Exercises -
#1 Answer these questions from the Disney pay article:
(a) Who was elevated to senior vice president and chief compliance officer?
(b) How much did Braverman earn from Disney in 2019?
(c) What percentage cut to their base salaries did Disney's top executives agree to in 2020?
#2 Please print a section of the Disney pay article verbatim, beginning at the words "Those individuals include" and stopping after the words "in Disney stock.".
#3 Shorten the paragraph of the Disney pay article that opens with "Despite the dip in total compensation", keeping its main facts.

Passage shown -
The Walt Disney Co. trimmed its longtime general counsel’s pay package by roughly 34% last year as the media giant made cutbacks as a result of the coronavirus pandemic.
Disney, which this month elevated global deputy chief compliance counsel Alicia Schwarz to senior vice president and chief compliance officer, disclosed the total compensation of its top six executives in an annual proxy statement filed this week.
Those individuals include senior executive vice president, general counsel, and corporate secretary Alan Braverman, whose total pay last year dropped to $9.2 million, including nearly $1.6 million in cash and almost $6.9 million in stock awards. Braverman earned more than $13.7 million from Disney in 2019.
Despite the dip in total compensation, Braverman sold off a sizeable amount of Disney stock last year—nearly $22.9 million worth of his holdings in the company, according to securities filings. Bloomberg data shows that Braverman currently owns almost $19.1 million in Disney stock.
Braverman and other executives in Disney’s C-suite agreed to take 30% cuts to their base salaries in 2020 as Covid-19 roiled the global economy. Braverman, who is perennially one of the highest-paid law department leaders in the U.S., and those top Disney executives received no bonuses last year.

Region pointing data -
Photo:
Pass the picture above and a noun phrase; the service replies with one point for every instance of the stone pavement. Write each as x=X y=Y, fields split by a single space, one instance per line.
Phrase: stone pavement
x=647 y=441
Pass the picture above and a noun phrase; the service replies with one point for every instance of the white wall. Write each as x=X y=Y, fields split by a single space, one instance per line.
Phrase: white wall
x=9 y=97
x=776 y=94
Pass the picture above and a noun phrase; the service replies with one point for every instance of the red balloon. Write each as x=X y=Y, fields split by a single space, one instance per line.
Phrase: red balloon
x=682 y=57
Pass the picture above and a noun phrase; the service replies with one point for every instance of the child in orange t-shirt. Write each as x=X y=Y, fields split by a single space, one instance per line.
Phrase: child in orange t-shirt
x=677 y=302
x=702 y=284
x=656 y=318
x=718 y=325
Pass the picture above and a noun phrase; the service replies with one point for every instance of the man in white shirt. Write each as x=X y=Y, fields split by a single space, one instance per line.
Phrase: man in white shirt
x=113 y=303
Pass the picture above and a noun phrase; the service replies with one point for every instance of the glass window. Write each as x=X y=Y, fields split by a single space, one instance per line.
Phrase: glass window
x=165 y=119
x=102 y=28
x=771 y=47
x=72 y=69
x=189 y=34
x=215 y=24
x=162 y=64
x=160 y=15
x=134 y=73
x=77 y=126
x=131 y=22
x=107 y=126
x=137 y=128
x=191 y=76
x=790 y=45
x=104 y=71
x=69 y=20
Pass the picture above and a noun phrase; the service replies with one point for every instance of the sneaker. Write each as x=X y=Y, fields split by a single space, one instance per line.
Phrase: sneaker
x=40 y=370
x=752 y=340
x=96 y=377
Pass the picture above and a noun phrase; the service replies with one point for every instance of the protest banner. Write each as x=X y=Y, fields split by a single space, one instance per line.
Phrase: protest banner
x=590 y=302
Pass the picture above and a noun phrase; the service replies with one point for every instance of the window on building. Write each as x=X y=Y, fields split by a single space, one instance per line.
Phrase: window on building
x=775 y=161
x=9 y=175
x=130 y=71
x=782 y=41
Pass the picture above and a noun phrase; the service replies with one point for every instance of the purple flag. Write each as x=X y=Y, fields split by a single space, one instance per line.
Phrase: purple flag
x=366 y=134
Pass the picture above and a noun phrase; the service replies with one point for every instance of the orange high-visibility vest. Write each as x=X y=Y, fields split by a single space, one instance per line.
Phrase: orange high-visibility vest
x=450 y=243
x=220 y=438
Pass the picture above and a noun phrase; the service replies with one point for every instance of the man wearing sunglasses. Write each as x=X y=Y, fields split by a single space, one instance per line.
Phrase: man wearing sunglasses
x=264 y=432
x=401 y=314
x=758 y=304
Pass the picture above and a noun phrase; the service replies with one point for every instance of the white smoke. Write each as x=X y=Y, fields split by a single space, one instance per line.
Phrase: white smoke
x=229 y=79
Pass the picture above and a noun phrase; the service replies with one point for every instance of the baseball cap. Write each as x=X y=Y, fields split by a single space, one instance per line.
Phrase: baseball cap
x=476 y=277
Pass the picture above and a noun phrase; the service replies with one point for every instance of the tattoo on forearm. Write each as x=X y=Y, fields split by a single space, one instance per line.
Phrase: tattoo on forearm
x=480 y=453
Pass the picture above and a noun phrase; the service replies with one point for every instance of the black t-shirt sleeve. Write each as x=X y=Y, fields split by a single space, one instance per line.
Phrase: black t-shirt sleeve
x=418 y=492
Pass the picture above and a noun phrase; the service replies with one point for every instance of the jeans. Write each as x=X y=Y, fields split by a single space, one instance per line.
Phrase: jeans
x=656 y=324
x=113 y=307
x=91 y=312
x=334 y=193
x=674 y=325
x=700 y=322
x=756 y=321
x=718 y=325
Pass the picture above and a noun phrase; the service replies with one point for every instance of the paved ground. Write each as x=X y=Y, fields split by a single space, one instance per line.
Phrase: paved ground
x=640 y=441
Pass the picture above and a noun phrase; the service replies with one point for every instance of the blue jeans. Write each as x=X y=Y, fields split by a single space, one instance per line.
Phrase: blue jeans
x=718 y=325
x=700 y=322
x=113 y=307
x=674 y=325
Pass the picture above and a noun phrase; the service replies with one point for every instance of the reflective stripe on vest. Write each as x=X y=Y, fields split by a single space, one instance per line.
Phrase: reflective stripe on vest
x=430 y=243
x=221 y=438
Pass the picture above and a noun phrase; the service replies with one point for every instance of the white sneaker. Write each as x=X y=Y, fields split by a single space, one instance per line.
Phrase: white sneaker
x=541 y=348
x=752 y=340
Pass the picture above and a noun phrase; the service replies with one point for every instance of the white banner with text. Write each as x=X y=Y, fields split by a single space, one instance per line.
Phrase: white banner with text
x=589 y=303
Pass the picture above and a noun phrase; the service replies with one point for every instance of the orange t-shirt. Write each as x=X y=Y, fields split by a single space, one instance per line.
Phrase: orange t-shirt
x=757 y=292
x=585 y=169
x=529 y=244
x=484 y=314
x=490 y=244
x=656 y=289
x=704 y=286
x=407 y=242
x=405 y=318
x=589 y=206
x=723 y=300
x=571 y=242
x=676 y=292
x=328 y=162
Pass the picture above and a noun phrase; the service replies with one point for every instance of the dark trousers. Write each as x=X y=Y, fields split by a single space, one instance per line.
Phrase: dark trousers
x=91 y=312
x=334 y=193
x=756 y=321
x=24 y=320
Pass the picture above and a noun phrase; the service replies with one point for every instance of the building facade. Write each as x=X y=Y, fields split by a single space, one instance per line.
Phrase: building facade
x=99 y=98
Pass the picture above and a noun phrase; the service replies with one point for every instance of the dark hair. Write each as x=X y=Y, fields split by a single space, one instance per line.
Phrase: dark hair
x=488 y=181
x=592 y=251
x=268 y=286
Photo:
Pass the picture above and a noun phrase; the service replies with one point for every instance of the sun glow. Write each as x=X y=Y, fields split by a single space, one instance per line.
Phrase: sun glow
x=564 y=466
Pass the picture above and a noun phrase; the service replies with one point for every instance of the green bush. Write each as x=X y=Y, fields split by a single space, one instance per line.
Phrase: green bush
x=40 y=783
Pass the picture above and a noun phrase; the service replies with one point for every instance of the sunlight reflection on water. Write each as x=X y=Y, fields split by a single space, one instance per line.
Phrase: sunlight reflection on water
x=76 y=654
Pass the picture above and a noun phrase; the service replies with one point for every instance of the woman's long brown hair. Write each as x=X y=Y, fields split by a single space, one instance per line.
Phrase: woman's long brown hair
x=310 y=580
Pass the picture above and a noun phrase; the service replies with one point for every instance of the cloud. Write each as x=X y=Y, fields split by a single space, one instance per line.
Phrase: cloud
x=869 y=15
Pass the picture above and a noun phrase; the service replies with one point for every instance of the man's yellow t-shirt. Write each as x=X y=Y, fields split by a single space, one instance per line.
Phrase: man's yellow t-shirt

Outputs by task -
#1
(a) Alicia Schwarz
(b) More than $13.7 million
(c) 30%

#2
Those individuals include senior executive vice president, general counsel, and corporate secretary Alan Braverman, whose total pay last year dropped to $9.2 million, including nearly $1.6 million in cash and almost $6.9 million in stock awards. Braverman earned more than $13.7 million from Disney in 2019.
Despite the dip in total compensation, Braverman sold off a sizeable amount of Disney stock last year—nearly $22.9 million worth of his holdings in the company, according to securities filings. Bloomberg data shows that Braverman currently owns almost $19.1 million in Disney stock.

#3 Although his total pay fell, Braverman sold nearly $22.9 million of his Disney stock last year, according to securities filings. Bloomberg data shows he still owns almost $19.1 million in Disney stock.